Text extract:
Interpreting spatial language in image captions

Abstract

The map as a tool for accessing data has become very popular in recent years, but a lot of data do not have the necessary spatial meta-data to allow for that. Some data such as photographs however have spatial information in their captions and if this could be extracted, then they could be made available via map-based interfaces. Towards this goal, we introduce a model and spatio-linguistic reasoner for interpreting the spatial information in image captions that is based upon quantitative data about spatial language use acquired directly from people. Spatial language is inherently vague, and both the model and reasoner have been designed to incorporate this vagueness at the quantitative level and not only qualitatively.

Appendix: Technical details of the vague field

Definition

Conceptually, the vague field is a two-dimensional, unbounded, continuous scalar field defined on a external coordinate system. Computationally, it is impossible to store an unbounded, continuous field; therefore, in its internal representation, the vague field is a bounded, discretised, floating-point field which can easily be stored in a two-dimensional, floating-point matrix. This matrix which forms the foundation for the vague field is augmented with further attributes that are required for the instantiation and processing of the vague field.

To enable the translation between the external coordinate system and the internal matrix representation, the field stores an external and an internal anchor location. The external anchor represents the location that the vague field is defined as being relative to in the external coordinate system. For the spatial preposition fields, this is the location of the ground toponym, such as the location of “Cardiff” in the case of the vague field for “near Cardiff”. The internal anchor represents the point where the field is attached to the external anchor location. The values in the internal matrix are always to be interpreted as specifying the vague phenomenon’s applicability relative to this internal anchor location. The internal and external anchors are used in the read function to translate between the external and internal coordinate systems (“Appendix”—“Accessing the field values”).

Instantiation

The experiment described in the previous section resulted in a sparse set of measurement points and an applicability value for each measurement point. An interpolation using ordinary kriging is used to transform these point measurements into the continuous field representation. Ordinary kriging was developed in the geostatistics field to estimate the distribution of natural resources based on a set of point measurements (Krige 1951; Matheron (1962; Hengl 2007). To calculate the vague field, a grid is placed over the area defined by the measurement points and the extent of each grid cell defined by the field’s desired scale. The interpolated value for each cell is then calculated using a weighted average as shown in Eq. 9. The advantage of ordinary kriging over other distance-based interpolations is that the weighting values λ are automatically derived from the values and spatial distribution of the measurement points p (Fig. 23). The interpolated results are in the range [1, 9] and in a final step are normalised to the [0, 1] range (Eq. 10) where kriging[x, y] is the result matrix produced by the kriging algorithm.

Data rows:
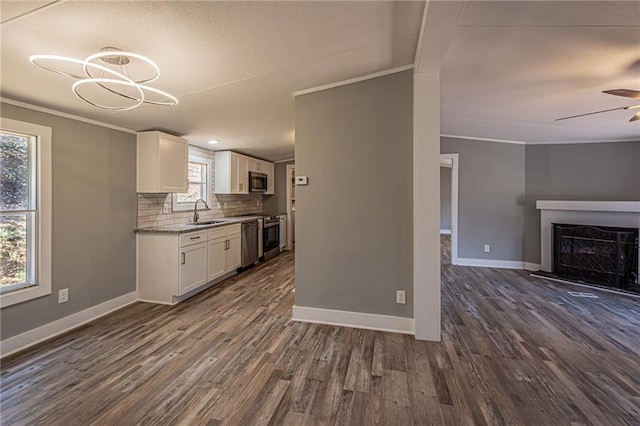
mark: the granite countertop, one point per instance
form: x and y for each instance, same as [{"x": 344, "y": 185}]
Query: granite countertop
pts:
[{"x": 184, "y": 228}]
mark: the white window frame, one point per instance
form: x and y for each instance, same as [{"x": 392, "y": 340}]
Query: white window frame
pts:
[
  {"x": 177, "y": 207},
  {"x": 42, "y": 285}
]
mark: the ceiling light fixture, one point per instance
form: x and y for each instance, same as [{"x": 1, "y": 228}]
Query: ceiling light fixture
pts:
[{"x": 113, "y": 75}]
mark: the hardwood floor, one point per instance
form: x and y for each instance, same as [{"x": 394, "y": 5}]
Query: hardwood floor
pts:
[{"x": 514, "y": 350}]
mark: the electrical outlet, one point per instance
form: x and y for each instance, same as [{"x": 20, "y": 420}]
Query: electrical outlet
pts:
[{"x": 63, "y": 295}]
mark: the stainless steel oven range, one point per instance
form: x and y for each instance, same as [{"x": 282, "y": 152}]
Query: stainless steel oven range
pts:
[{"x": 271, "y": 237}]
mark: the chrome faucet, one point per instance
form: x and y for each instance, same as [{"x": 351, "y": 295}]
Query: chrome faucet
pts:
[{"x": 196, "y": 216}]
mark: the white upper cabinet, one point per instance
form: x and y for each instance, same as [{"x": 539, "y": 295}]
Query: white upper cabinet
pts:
[
  {"x": 232, "y": 172},
  {"x": 256, "y": 165},
  {"x": 162, "y": 162},
  {"x": 271, "y": 178}
]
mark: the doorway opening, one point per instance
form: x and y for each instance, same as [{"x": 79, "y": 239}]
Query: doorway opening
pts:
[
  {"x": 291, "y": 205},
  {"x": 449, "y": 208}
]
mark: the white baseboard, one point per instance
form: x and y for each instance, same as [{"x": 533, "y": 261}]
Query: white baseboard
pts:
[
  {"x": 532, "y": 266},
  {"x": 354, "y": 319},
  {"x": 47, "y": 331},
  {"x": 491, "y": 263}
]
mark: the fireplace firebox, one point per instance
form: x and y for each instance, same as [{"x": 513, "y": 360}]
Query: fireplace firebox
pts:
[{"x": 601, "y": 255}]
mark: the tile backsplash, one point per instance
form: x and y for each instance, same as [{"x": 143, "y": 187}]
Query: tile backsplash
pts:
[{"x": 152, "y": 206}]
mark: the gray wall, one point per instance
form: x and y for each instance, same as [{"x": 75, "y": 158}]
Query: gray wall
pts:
[
  {"x": 93, "y": 216},
  {"x": 591, "y": 172},
  {"x": 277, "y": 203},
  {"x": 354, "y": 219},
  {"x": 445, "y": 198},
  {"x": 491, "y": 191}
]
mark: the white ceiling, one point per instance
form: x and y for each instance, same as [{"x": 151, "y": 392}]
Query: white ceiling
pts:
[
  {"x": 233, "y": 65},
  {"x": 509, "y": 70},
  {"x": 514, "y": 67}
]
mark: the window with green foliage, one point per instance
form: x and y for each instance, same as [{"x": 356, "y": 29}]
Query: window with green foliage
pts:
[
  {"x": 199, "y": 170},
  {"x": 25, "y": 211},
  {"x": 17, "y": 211}
]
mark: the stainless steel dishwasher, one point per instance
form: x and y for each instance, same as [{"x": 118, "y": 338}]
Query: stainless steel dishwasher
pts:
[{"x": 249, "y": 243}]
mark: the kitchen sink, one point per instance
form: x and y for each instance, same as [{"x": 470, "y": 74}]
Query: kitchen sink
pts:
[{"x": 207, "y": 222}]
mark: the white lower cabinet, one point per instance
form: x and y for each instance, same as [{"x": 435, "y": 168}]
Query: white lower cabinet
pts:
[
  {"x": 193, "y": 268},
  {"x": 171, "y": 266},
  {"x": 224, "y": 250}
]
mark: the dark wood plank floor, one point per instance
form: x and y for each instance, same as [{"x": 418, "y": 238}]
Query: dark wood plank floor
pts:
[{"x": 514, "y": 350}]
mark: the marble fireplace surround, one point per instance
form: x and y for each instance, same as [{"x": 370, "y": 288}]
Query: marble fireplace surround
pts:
[{"x": 624, "y": 214}]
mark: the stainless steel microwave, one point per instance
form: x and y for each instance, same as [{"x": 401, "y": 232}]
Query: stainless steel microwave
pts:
[{"x": 257, "y": 182}]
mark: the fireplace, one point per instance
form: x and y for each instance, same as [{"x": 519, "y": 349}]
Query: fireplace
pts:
[{"x": 601, "y": 255}]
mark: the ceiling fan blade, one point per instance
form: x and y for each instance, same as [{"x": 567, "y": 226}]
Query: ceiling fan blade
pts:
[
  {"x": 627, "y": 93},
  {"x": 590, "y": 113}
]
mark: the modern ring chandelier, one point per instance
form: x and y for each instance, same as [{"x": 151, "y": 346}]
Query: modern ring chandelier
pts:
[{"x": 112, "y": 77}]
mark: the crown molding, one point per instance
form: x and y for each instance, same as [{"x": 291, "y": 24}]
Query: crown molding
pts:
[
  {"x": 353, "y": 80},
  {"x": 483, "y": 139},
  {"x": 581, "y": 142},
  {"x": 285, "y": 160},
  {"x": 64, "y": 115}
]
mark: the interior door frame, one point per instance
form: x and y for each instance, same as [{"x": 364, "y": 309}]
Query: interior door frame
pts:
[
  {"x": 290, "y": 168},
  {"x": 454, "y": 204}
]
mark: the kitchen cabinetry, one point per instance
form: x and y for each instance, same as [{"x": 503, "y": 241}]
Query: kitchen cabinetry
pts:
[
  {"x": 172, "y": 267},
  {"x": 271, "y": 178},
  {"x": 283, "y": 232},
  {"x": 193, "y": 268},
  {"x": 162, "y": 162},
  {"x": 224, "y": 250},
  {"x": 232, "y": 173}
]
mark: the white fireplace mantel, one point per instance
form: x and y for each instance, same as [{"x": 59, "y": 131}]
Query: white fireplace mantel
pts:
[
  {"x": 624, "y": 214},
  {"x": 592, "y": 206}
]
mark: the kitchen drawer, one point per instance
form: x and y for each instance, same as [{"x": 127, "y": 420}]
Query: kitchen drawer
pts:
[
  {"x": 193, "y": 238},
  {"x": 224, "y": 231}
]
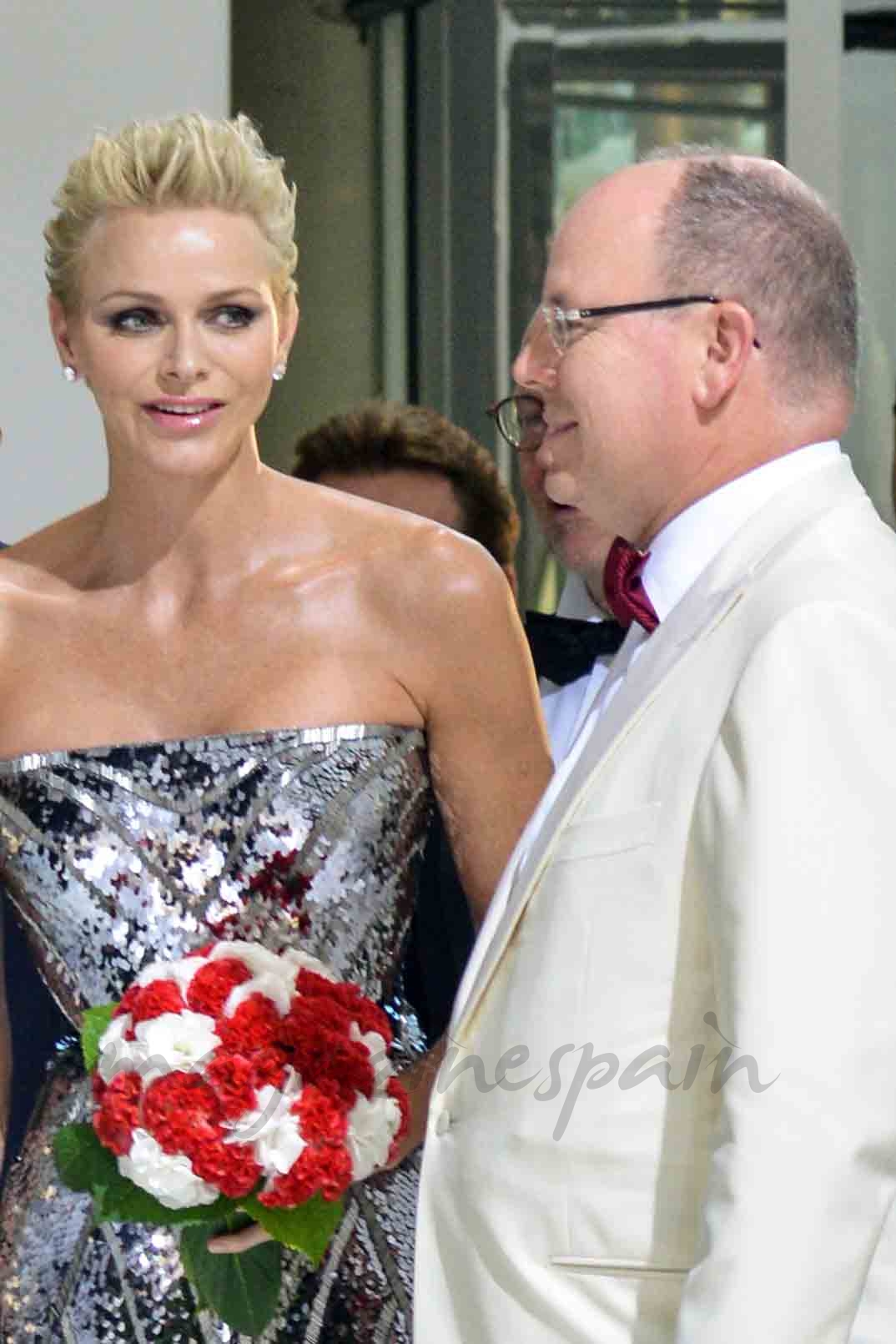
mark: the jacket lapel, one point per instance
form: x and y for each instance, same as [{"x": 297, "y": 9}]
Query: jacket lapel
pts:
[{"x": 706, "y": 605}]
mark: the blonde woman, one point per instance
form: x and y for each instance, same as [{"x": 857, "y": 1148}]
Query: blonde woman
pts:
[{"x": 211, "y": 667}]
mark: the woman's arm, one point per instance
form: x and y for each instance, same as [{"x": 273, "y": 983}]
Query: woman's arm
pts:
[
  {"x": 6, "y": 1054},
  {"x": 476, "y": 688},
  {"x": 462, "y": 656}
]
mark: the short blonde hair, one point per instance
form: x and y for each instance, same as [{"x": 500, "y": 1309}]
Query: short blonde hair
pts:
[{"x": 189, "y": 160}]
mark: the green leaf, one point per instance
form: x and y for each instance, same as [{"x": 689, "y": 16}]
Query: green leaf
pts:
[
  {"x": 308, "y": 1227},
  {"x": 83, "y": 1164},
  {"x": 93, "y": 1024},
  {"x": 242, "y": 1289}
]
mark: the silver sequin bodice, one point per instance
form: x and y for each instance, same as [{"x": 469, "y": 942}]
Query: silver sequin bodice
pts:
[{"x": 117, "y": 857}]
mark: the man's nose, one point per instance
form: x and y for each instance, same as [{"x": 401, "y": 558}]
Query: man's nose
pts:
[{"x": 536, "y": 362}]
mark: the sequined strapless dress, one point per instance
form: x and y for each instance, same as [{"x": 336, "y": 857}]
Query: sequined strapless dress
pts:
[{"x": 118, "y": 857}]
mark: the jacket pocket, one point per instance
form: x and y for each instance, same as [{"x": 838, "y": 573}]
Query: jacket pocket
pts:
[{"x": 618, "y": 1269}]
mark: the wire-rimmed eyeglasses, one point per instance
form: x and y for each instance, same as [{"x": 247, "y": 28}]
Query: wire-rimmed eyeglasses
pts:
[
  {"x": 520, "y": 421},
  {"x": 561, "y": 325}
]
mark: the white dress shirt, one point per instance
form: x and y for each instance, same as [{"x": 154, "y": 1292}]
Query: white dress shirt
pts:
[{"x": 677, "y": 556}]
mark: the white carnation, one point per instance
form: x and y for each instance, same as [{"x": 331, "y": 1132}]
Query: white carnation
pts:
[
  {"x": 258, "y": 959},
  {"x": 275, "y": 988},
  {"x": 272, "y": 1128},
  {"x": 116, "y": 1054},
  {"x": 378, "y": 1050},
  {"x": 372, "y": 1125},
  {"x": 182, "y": 972},
  {"x": 176, "y": 1040},
  {"x": 299, "y": 960},
  {"x": 169, "y": 1179}
]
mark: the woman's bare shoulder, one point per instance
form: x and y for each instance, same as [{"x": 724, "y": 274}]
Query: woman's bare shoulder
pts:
[{"x": 50, "y": 554}]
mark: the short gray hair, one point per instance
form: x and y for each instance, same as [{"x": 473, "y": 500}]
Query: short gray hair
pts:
[{"x": 743, "y": 229}]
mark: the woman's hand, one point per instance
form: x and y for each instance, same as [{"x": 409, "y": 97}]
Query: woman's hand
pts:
[
  {"x": 418, "y": 1084},
  {"x": 237, "y": 1242}
]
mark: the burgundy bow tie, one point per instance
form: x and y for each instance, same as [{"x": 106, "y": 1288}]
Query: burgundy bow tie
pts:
[{"x": 622, "y": 586}]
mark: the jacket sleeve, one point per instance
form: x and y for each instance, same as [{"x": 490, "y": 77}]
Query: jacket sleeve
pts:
[{"x": 796, "y": 825}]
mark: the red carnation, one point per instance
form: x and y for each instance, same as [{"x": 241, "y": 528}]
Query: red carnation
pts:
[
  {"x": 319, "y": 1053},
  {"x": 182, "y": 1112},
  {"x": 367, "y": 1015},
  {"x": 230, "y": 1167},
  {"x": 269, "y": 1067},
  {"x": 323, "y": 1115},
  {"x": 334, "y": 1168},
  {"x": 118, "y": 1112},
  {"x": 213, "y": 983},
  {"x": 255, "y": 1024},
  {"x": 233, "y": 1078},
  {"x": 152, "y": 1000},
  {"x": 325, "y": 1168}
]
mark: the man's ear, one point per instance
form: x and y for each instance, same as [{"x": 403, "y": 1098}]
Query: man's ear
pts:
[
  {"x": 59, "y": 327},
  {"x": 730, "y": 340}
]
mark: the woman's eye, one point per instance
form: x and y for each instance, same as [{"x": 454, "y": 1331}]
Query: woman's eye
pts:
[
  {"x": 234, "y": 316},
  {"x": 134, "y": 320}
]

Tasks to perform:
1. Answer these questions from the text on spatial language in image captions:
(a) How does the abstract describe spatial language?
(b) For the spatial preposition fields, what location does the external anchor represent?
(c) To what range are the interpolated results normalized in the final step?
2. Retype everything in the text on spatial language in image captions from "Appendix: Technical details" down to "the vague field.".
The rows aren't needed here.

Responses by task:
1.
(a) Inherently vague.
(b) The location of the ground toponym.
(c) The [0, 1] range.

2.
Appendix: Technical details of the vague field

Definition

Conceptually, the vague field is a two-dimensional, unbounded, continuous scalar field defined on a external coordinate system. Computationally, it is impossible to store an unbounded, continuous field; therefore, in its internal representation, the vague field is a bounded, discretised, floating-point field which can easily be stored in a two-dimensional, floating-point matrix. This matrix which forms the foundation for the vague field is augmented with further attributes that are required for the instantiation and processing of the vague field.